# Stated goal
Count the lines in the listing below that contain the string "cars". Reply with that number alone.

# Task data
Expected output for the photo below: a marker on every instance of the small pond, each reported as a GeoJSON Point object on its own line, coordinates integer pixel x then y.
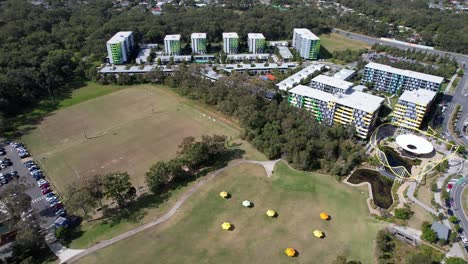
{"type": "Point", "coordinates": [381, 186]}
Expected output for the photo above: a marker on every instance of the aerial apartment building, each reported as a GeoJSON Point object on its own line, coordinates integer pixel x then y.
{"type": "Point", "coordinates": [352, 108]}
{"type": "Point", "coordinates": [120, 46]}
{"type": "Point", "coordinates": [256, 43]}
{"type": "Point", "coordinates": [198, 43]}
{"type": "Point", "coordinates": [230, 43]}
{"type": "Point", "coordinates": [330, 85]}
{"type": "Point", "coordinates": [411, 107]}
{"type": "Point", "coordinates": [172, 45]}
{"type": "Point", "coordinates": [392, 80]}
{"type": "Point", "coordinates": [306, 43]}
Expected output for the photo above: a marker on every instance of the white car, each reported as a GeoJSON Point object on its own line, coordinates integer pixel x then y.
{"type": "Point", "coordinates": [464, 239]}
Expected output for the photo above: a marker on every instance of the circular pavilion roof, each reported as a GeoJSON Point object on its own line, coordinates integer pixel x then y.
{"type": "Point", "coordinates": [414, 144]}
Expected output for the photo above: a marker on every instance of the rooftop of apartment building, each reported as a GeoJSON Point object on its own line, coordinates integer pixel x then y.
{"type": "Point", "coordinates": [297, 77]}
{"type": "Point", "coordinates": [198, 35]}
{"type": "Point", "coordinates": [172, 37]}
{"type": "Point", "coordinates": [230, 35]}
{"type": "Point", "coordinates": [255, 36]}
{"type": "Point", "coordinates": [407, 73]}
{"type": "Point", "coordinates": [355, 99]}
{"type": "Point", "coordinates": [420, 96]}
{"type": "Point", "coordinates": [306, 33]}
{"type": "Point", "coordinates": [334, 82]}
{"type": "Point", "coordinates": [119, 37]}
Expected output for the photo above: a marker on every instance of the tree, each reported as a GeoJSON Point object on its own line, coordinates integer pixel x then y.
{"type": "Point", "coordinates": [116, 187]}
{"type": "Point", "coordinates": [453, 260]}
{"type": "Point", "coordinates": [81, 201]}
{"type": "Point", "coordinates": [164, 173]}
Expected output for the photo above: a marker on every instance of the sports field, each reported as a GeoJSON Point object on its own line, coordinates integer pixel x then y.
{"type": "Point", "coordinates": [194, 234]}
{"type": "Point", "coordinates": [123, 130]}
{"type": "Point", "coordinates": [333, 42]}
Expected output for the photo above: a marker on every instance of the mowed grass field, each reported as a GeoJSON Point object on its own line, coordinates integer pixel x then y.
{"type": "Point", "coordinates": [194, 234]}
{"type": "Point", "coordinates": [124, 130]}
{"type": "Point", "coordinates": [333, 42]}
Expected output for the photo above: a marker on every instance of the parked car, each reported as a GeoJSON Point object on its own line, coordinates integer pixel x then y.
{"type": "Point", "coordinates": [46, 190]}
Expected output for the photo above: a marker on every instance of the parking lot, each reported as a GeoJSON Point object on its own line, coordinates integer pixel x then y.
{"type": "Point", "coordinates": [42, 211]}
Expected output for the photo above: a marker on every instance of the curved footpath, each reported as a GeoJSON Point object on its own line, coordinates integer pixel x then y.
{"type": "Point", "coordinates": [70, 255]}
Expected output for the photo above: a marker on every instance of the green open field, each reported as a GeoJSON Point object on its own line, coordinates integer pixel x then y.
{"type": "Point", "coordinates": [194, 234]}
{"type": "Point", "coordinates": [103, 129]}
{"type": "Point", "coordinates": [333, 42]}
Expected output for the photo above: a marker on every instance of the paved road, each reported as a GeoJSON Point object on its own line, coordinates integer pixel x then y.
{"type": "Point", "coordinates": [268, 165]}
{"type": "Point", "coordinates": [457, 98]}
{"type": "Point", "coordinates": [456, 195]}
{"type": "Point", "coordinates": [43, 214]}
{"type": "Point", "coordinates": [411, 189]}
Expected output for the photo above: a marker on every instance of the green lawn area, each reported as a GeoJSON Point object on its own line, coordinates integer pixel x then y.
{"type": "Point", "coordinates": [125, 130]}
{"type": "Point", "coordinates": [194, 234]}
{"type": "Point", "coordinates": [333, 42]}
{"type": "Point", "coordinates": [465, 200]}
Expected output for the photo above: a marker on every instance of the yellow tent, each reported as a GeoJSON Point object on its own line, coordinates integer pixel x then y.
{"type": "Point", "coordinates": [226, 226]}
{"type": "Point", "coordinates": [318, 233]}
{"type": "Point", "coordinates": [324, 216]}
{"type": "Point", "coordinates": [271, 213]}
{"type": "Point", "coordinates": [290, 252]}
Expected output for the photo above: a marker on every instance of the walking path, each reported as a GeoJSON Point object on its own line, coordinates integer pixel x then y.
{"type": "Point", "coordinates": [369, 200]}
{"type": "Point", "coordinates": [411, 190]}
{"type": "Point", "coordinates": [70, 258]}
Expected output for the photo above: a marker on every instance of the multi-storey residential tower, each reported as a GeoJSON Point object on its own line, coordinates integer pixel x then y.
{"type": "Point", "coordinates": [330, 85]}
{"type": "Point", "coordinates": [353, 108]}
{"type": "Point", "coordinates": [411, 107]}
{"type": "Point", "coordinates": [306, 43]}
{"type": "Point", "coordinates": [392, 80]}
{"type": "Point", "coordinates": [120, 46]}
{"type": "Point", "coordinates": [172, 45]}
{"type": "Point", "coordinates": [256, 43]}
{"type": "Point", "coordinates": [230, 43]}
{"type": "Point", "coordinates": [198, 42]}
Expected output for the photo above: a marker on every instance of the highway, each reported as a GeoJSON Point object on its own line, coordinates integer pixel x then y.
{"type": "Point", "coordinates": [456, 195]}
{"type": "Point", "coordinates": [457, 98]}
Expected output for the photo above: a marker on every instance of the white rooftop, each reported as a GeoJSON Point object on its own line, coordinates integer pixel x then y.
{"type": "Point", "coordinates": [119, 37]}
{"type": "Point", "coordinates": [421, 96]}
{"type": "Point", "coordinates": [305, 33]}
{"type": "Point", "coordinates": [172, 37]}
{"type": "Point", "coordinates": [358, 100]}
{"type": "Point", "coordinates": [284, 52]}
{"type": "Point", "coordinates": [343, 74]}
{"type": "Point", "coordinates": [412, 74]}
{"type": "Point", "coordinates": [414, 144]}
{"type": "Point", "coordinates": [296, 78]}
{"type": "Point", "coordinates": [255, 36]}
{"type": "Point", "coordinates": [230, 35]}
{"type": "Point", "coordinates": [337, 83]}
{"type": "Point", "coordinates": [198, 35]}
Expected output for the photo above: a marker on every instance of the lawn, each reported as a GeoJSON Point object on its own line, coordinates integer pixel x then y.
{"type": "Point", "coordinates": [194, 234]}
{"type": "Point", "coordinates": [465, 200]}
{"type": "Point", "coordinates": [124, 130]}
{"type": "Point", "coordinates": [333, 42]}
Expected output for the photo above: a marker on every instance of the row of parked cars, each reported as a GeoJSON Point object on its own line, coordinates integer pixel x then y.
{"type": "Point", "coordinates": [21, 149]}
{"type": "Point", "coordinates": [38, 175]}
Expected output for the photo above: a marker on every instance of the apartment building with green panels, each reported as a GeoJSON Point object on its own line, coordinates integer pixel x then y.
{"type": "Point", "coordinates": [256, 43]}
{"type": "Point", "coordinates": [198, 43]}
{"type": "Point", "coordinates": [172, 45]}
{"type": "Point", "coordinates": [230, 42]}
{"type": "Point", "coordinates": [306, 43]}
{"type": "Point", "coordinates": [120, 47]}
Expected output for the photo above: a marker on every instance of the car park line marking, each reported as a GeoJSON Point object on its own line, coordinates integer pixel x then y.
{"type": "Point", "coordinates": [37, 199]}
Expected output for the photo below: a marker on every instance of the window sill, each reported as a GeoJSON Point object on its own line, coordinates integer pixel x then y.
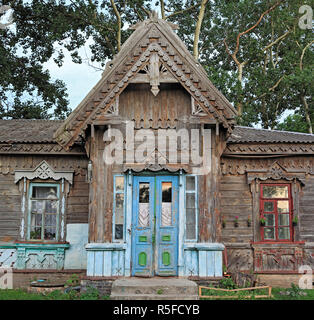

# Written solution
1